Without the pictures, can you quote each line below exactly?

*** Given entries ***

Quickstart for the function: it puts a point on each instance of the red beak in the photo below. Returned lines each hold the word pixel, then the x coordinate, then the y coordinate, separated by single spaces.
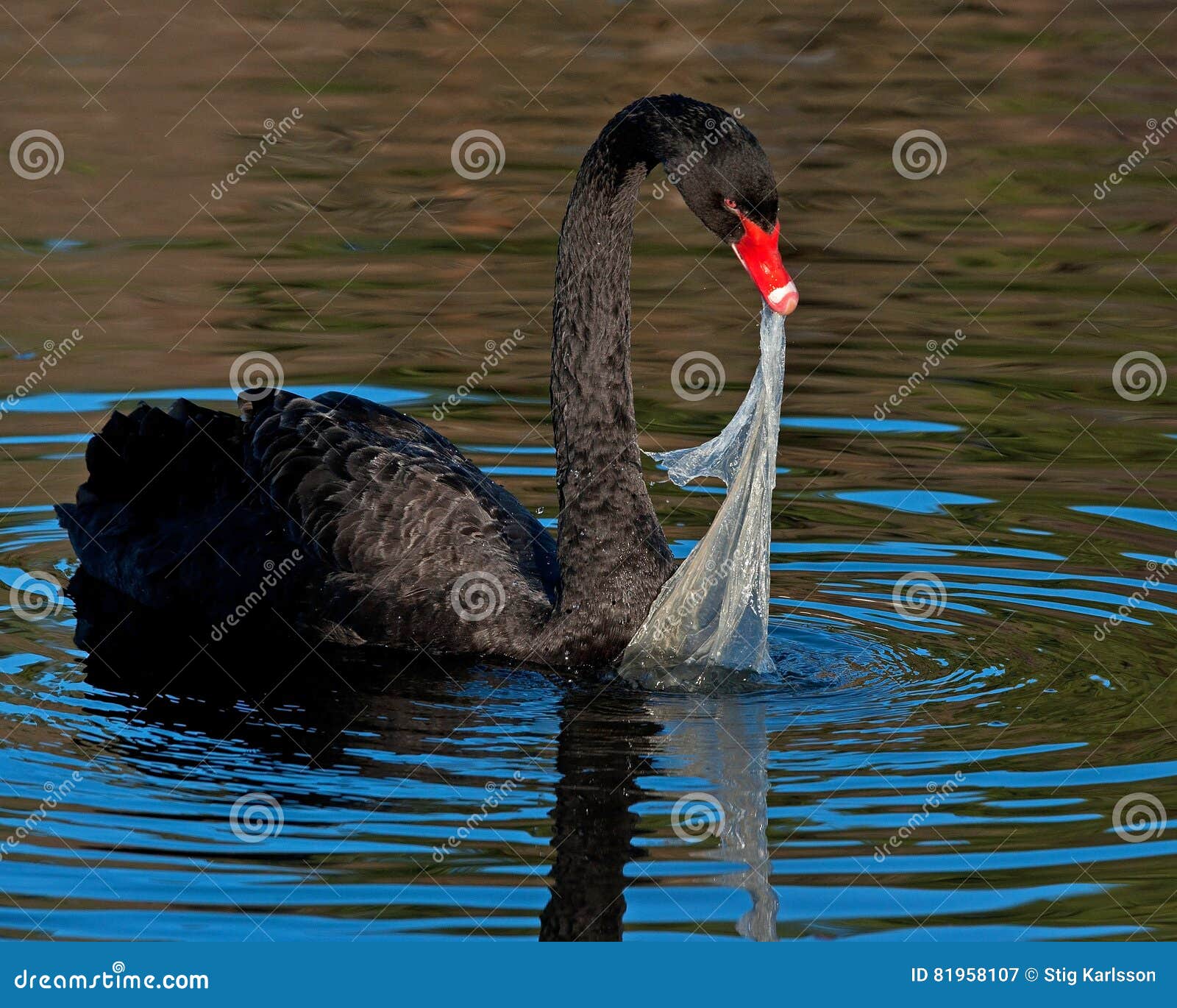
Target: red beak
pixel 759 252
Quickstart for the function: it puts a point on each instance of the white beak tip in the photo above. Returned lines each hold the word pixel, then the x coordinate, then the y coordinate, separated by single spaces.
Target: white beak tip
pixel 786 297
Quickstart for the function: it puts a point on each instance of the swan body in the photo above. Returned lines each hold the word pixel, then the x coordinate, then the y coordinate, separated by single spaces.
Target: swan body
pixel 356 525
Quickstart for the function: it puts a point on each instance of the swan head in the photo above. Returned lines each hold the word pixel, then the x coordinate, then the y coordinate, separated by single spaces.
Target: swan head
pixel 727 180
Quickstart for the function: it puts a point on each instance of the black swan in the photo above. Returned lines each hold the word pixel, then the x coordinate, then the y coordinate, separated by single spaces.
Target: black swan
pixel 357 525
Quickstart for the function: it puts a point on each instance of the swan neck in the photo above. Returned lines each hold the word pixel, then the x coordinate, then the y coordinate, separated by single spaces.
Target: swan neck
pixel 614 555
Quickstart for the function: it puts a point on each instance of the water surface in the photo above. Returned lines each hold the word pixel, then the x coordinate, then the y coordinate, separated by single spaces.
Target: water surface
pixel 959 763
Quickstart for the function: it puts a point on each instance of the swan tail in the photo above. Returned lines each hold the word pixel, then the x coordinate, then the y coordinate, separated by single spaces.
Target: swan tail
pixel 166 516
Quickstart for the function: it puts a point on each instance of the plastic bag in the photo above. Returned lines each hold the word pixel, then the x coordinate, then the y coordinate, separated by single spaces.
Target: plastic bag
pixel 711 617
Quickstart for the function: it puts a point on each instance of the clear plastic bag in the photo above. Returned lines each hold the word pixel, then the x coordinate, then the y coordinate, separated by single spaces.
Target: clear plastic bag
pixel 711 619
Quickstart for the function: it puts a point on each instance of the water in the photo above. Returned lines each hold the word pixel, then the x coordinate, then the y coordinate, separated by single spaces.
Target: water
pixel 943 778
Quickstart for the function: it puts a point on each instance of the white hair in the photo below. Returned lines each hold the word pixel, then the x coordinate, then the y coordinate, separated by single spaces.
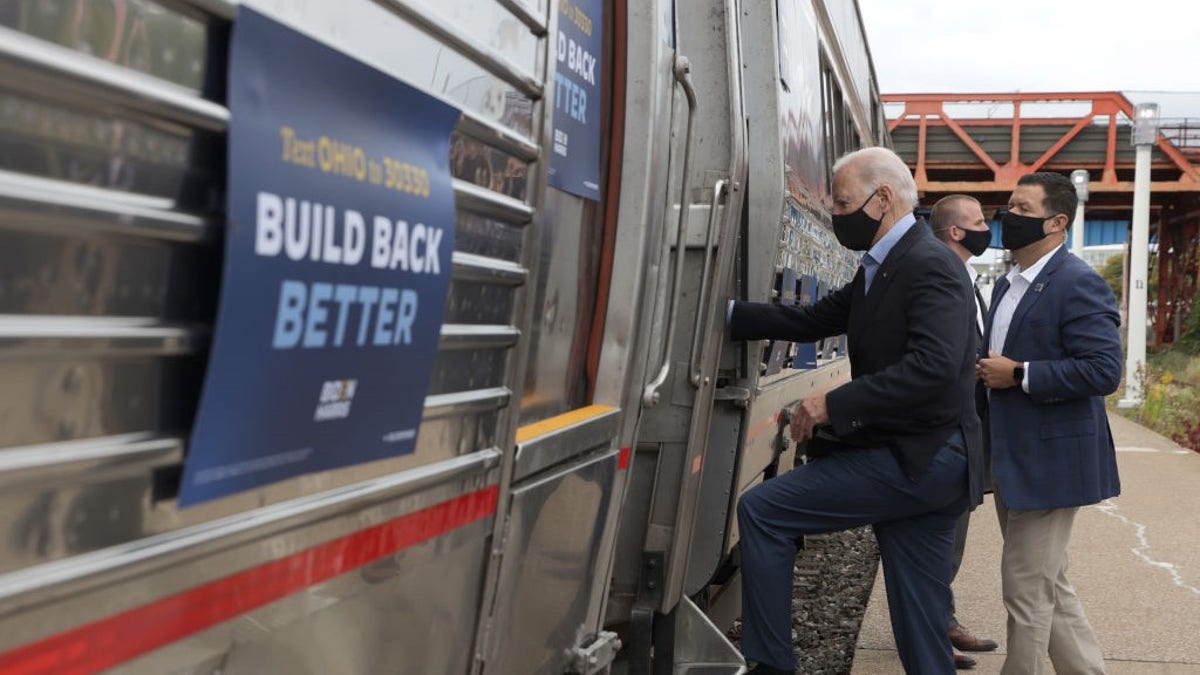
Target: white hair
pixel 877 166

*** End of Given entries ***

Written response:
Quickstart for the function: it puts a point on each instance of the red beak in the photo below. Returned lines each hold the word pixel, then the x coordinate, then the y coordinate, separated by single spaces.
Target: red beak
pixel 759 252
Quickstart for the function: it puts a point on each instance of the white beak tip in the photo above. Returned lines each hold the word pixel, then the x coordinate, then the y coordinate, separated by single spaces.
Target: white beak tip
pixel 786 297
Quickstart for the function: it puts a point on each instance of the swan body in the photo above. Returned lines each hold the word pixel, then the x coordinate, then the y coordinate, separated by single spaces.
Target: swan body
pixel 356 525
Quickstart for the function: it puts a point on each instance of the swan head in the photo above. Returned lines each hold the word pixel, then the x coordinate, then the y coordinate, separated by single spaces.
Target: swan head
pixel 727 180
Quickstart for the function: it puts a point on each instance of the black swan in the photo above. Returned lines each hold the word pixel, then the x coordinate, then the y coordinate, separated by single spaces.
Target: black swan
pixel 357 525
Quickstart for the function: it puts a point on each instance of the swan neck in the photo above. Returned lines each hold the word pixel, then the x coordinate, then the y coordinate, separated by single spaces.
Target: swan neck
pixel 614 555
Quickstart for the function: it puts a point on each instance of the water surface in the photo above. Returned lines each hold the word pixel, then the x coordinate, then the y coordinate, separated by single spaces.
Target: water surface
pixel 959 763
Quickstart for the function: it puts a point on each instance of the swan tail in the photo above. Returned lines each hold the word pixel, then the x coordinate, then the y coordinate, separated by single spaces.
Target: swan tail
pixel 166 516
Quickstart for the function: it puts a point on each instance of the plastic bag in the photo above. Returned lines each hold the word pixel, then the x coordinate, then the y coordinate, separated by single spaces.
Target: plastic bag
pixel 711 617
Quickstart for the function: it puts a point on each instance of the clear plastic bag in the photo above. Returned lines each hold the word pixel, then the x coordinate, then the y coordinate, separated by single spaces.
Target: clear plastic bag
pixel 711 619
Quickstart for the function: it puts a point on each instance of the water in the photo above. Returned lines each hold the word pixel, then the x coordinate, then the y coordinate, separated by single spaces.
Target: water
pixel 943 778
Quickstart for the function: it puts a point on each instance of the white hair in the photo below. Returned lines each hold the word pixel, then the x coordinate, then the y coordinate, separated by single spaces.
Target: white hair
pixel 877 166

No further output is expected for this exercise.